Reading text.

Is Re(f) and Im(f) always differentiable for complex functions?

[nonequilibrium]

Hello.

I was wondering if you have a complex function $$f: A \subset C \to C$$ everywhere differentiable on A, can you say anything about the existence of $$\frac{d Re(f)}{d z}$$ or $$\frac{d Im(f)}{d z}$$?

I was thinking that it's easy to proof that if $$f : A \subset R \to C$$, then Re(f) and Im(f) are differentiable, because

$$\frac{Re(f(x)) - Re(f(a))}{x-a} = Re \left( \frac{f(x) - f(a)}{x-a} \right)$$

So $$\frac{d Re(f)}{d x} = Re \left( \frac{df}{dx} \right)$$

Is that correct?

But generally, when $$A \subset C$$, I'm not sure how to find a counter-example or proof that it is always differentiable...

We do have:

$$\frac{f(x) - f(a)}{x-a} = \frac{Re(f(x)) - Re(f(a))}{x-a} + \frac{Im(f(x)) - Im(f(a))}{x-a}i$$, but all I can get out of that is that if either Re(f) or Im(f) is differentiable, then the other is also.

Any ideas?

EDIT: weird, I thought I had posted this in Analysis (which would seem more logical...), I hope this isn't a problem

 

[Päällikkö]

If I understood your question correctly, do you mean something like the Cauchy-Riemann equations?
http://en.wikipedia.org/wiki/Cauchy-Riemann

 

[nonequilibrium]

Well we haven't seen those yet, I'm a first year undergraduate. I'm sure they are general equations that will surely give me the result I'm looking for, but is there anyone who can respond to my questions directly? It's in an effort to get a bit more feeling with complex differentiation. Thanks for your post.

Listed records.
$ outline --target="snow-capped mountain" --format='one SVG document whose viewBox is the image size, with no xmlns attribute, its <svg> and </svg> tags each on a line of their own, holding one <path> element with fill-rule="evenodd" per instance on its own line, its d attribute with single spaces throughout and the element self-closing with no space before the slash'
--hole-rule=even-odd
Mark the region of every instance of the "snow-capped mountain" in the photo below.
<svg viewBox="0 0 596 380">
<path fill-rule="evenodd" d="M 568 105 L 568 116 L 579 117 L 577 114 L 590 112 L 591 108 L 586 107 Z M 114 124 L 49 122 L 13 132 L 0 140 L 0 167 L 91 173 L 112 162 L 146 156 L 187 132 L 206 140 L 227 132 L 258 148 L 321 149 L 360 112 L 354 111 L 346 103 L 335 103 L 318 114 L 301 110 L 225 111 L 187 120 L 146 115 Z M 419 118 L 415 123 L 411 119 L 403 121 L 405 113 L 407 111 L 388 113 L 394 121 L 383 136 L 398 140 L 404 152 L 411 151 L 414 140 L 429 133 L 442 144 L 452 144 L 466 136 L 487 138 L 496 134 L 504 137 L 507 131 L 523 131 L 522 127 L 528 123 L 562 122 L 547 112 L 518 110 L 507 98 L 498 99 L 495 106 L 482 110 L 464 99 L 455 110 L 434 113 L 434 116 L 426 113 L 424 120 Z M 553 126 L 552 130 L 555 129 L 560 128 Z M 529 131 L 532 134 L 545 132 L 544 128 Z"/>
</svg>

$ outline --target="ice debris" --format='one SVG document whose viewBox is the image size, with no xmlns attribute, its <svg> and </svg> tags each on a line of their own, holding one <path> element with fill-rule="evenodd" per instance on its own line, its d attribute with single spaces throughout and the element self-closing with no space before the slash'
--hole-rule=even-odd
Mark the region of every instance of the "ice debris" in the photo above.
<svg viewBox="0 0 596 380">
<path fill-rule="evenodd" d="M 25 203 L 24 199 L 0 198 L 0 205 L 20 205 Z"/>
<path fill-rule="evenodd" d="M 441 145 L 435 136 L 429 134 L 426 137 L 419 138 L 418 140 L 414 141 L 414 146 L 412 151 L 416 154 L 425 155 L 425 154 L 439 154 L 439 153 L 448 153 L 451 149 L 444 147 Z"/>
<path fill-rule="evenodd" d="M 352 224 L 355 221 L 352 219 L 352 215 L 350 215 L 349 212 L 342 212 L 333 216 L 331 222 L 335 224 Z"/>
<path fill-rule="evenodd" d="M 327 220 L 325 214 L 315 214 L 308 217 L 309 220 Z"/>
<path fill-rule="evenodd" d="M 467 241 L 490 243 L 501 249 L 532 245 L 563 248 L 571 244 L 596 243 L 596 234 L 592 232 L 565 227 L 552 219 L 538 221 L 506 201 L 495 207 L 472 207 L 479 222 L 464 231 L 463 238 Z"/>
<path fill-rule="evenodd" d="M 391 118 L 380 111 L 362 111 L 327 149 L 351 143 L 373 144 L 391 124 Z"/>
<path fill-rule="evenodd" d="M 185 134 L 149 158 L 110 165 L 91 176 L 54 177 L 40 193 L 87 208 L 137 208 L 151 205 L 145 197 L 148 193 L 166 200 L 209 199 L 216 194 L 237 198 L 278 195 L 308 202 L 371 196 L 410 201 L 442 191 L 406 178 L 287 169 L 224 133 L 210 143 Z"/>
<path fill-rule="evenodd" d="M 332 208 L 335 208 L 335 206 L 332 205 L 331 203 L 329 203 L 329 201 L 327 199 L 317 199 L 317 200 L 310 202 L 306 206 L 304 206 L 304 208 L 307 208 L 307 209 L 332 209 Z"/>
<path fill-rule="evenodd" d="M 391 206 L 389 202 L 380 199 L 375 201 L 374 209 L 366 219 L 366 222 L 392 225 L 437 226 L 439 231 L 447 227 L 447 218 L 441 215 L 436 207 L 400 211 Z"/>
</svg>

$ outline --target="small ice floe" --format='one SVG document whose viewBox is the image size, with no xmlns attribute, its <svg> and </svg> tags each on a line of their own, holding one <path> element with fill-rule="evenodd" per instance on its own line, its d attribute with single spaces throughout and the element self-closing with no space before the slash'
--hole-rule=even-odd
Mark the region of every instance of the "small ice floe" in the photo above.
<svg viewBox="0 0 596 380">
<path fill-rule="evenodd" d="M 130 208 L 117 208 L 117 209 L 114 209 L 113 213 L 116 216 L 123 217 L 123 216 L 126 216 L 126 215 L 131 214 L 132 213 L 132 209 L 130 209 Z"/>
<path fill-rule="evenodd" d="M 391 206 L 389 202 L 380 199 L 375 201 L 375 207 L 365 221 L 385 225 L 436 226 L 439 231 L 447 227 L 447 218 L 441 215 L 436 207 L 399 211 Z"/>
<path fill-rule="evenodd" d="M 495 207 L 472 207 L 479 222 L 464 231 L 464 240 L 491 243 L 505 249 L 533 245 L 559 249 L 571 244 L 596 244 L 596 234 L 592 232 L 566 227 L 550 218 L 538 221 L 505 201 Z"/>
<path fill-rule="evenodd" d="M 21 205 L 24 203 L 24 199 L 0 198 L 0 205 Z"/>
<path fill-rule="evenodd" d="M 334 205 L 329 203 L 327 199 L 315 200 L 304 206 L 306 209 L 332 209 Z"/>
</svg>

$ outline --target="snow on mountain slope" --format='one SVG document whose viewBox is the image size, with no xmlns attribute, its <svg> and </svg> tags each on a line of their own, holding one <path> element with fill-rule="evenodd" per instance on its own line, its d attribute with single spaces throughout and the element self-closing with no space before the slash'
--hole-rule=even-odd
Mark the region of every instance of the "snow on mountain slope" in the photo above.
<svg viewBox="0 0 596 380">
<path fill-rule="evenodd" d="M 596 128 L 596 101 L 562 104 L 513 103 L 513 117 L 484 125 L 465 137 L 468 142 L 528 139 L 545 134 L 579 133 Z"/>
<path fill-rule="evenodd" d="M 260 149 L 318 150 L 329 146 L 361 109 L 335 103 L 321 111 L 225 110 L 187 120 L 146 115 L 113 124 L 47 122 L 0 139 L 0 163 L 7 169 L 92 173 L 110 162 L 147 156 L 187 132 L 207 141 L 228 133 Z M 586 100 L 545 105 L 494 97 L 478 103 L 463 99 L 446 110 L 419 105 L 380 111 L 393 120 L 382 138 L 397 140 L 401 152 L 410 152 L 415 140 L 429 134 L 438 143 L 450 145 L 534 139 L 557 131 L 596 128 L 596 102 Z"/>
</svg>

Instruction 1. Which equations does the reply in the thread on differentiating Re(f) and Im(f) point to?
Instruction 2. Extend the forum thread on differentiating Re(f) and Im(f), picking up after its final post.
You won't need the data.

Written response 1. The Cauchy-Riemann equations.

Written response 2.
 

[HallsofIvy]

It is true, in the complex numbers as in the real numbers, that d(f+ g)/dz= df/dz+ dg/dz.

In particular, if $f(z)= Re(z)+ i Im(z)$, then $\frac{df}{dz}= \frac{dRe(z)}{dz}+ \frac{dIm(z)}{dz}$. Those two derivatives must exist.

 

[nonequilibrium]

Our professor of Analysis stressed the fact slogans like "d(f+ g)/dz= df/dz+ dg/dz" must be used with caution, because they can only be used when you already know f and g are differentiable, so you can't use that to proof they are, right?

For example, if f: R -> R: x -> |x| - |x|, then f is the zero function and obviously differentiable, but clearly the terms seperately aren't

 

[Cyosis]

It follows directly from the Cauchy-Riemann equations.

 

[jackmell]

Hello.

I was wondering if you have a complex function $$f: A \subset C \to C$$ everywhere differentiable on A, can you say anything about the existence of $$\frac{d Re(f)}{d z}$$ or $$\frac{d Im(f)}{d z}$$?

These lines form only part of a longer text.